Stated problem:
Put each line of the rows below into a Markdown table with two columns, No. and Content, numbering the lines in order and leaving out blank ones.

Entries supplied:
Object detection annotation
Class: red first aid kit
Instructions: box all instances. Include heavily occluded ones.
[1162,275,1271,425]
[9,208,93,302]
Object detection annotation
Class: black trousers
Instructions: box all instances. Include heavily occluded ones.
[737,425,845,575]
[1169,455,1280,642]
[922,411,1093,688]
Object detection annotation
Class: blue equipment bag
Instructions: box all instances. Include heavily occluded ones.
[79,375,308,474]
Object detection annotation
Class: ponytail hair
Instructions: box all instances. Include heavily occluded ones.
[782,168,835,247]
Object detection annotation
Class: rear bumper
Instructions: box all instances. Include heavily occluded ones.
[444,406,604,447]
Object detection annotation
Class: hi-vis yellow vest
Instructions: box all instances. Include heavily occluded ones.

Reply:
| No. | Content |
|---|---|
| 1 | Object detection annotation |
| 2 | Class: red first aid kit |
| 3 | Instructions: box all instances. Include heavily occluded ones. |
| 4 | [1162,275,1271,425] |
| 5 | [9,208,93,302] |
| 6 | Object detection annotation |
| 7 | Class: black trousers |
| 8 | Instructions: box all instances. Include heavily occluded ones. |
| 9 | [737,425,845,575] |
| 10 | [1169,455,1280,642] |
| 11 | [922,411,1093,688] |
| 12 | Object detection annotation |
| 13 | Class: blue equipment bag |
| 14 | Instructions: box all instances. Include heavily occluded ones. |
| 15 | [79,375,308,474] |
| 16 | Object detection annotation |
| 17 | Class: ponytail hair |
| 18 | Instructions: box all instances. Include heavily occluded ones. |
| 19 | [782,168,835,247] |
| 20 | Object detection annotation |
| 21 | Class: rear bumper |
| 22 | Instructions: box all instances. Include heavily occluded ones. |
| 23 | [444,406,604,447] |
| 24 | Object detection annotation |
| 25 | Class: hi-vis yellow vest |
| 26 | Instructions: box all instances. Include heavily occluded ones. |